**Work to be completed**
From the line containing "Each instance receives one keypoint. Mark the black" to the last line of the records, please reproduce every line exactly and nothing more.

**Supplied records**
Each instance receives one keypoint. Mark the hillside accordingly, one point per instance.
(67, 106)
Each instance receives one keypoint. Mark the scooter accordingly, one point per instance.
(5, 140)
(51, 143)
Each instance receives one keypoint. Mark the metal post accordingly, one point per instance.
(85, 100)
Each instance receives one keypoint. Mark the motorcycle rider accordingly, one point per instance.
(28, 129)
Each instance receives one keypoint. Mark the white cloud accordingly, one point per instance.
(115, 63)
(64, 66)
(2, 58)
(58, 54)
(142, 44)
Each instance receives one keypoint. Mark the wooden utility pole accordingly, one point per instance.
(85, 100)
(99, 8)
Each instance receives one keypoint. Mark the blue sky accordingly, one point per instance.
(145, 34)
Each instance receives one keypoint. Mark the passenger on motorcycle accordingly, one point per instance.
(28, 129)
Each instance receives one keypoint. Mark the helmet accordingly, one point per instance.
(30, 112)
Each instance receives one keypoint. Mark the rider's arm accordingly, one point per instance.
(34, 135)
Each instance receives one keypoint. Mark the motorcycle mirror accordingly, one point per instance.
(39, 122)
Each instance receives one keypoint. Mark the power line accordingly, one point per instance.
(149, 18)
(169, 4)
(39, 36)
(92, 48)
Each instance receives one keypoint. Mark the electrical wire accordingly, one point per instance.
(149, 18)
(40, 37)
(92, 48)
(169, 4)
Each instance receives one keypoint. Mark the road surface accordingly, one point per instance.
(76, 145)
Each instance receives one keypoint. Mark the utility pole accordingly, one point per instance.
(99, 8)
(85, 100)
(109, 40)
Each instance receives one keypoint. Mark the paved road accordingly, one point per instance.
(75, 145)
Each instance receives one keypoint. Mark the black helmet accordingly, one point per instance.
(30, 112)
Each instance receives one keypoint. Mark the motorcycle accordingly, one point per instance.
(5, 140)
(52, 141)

**Output of the task**
Each instance receives one keypoint. Mark the black helmet accordingly, one point per instance.
(30, 112)
Each instance receives one keypoint. Mark the motorcycle accordingly, one point per instance.
(5, 140)
(52, 141)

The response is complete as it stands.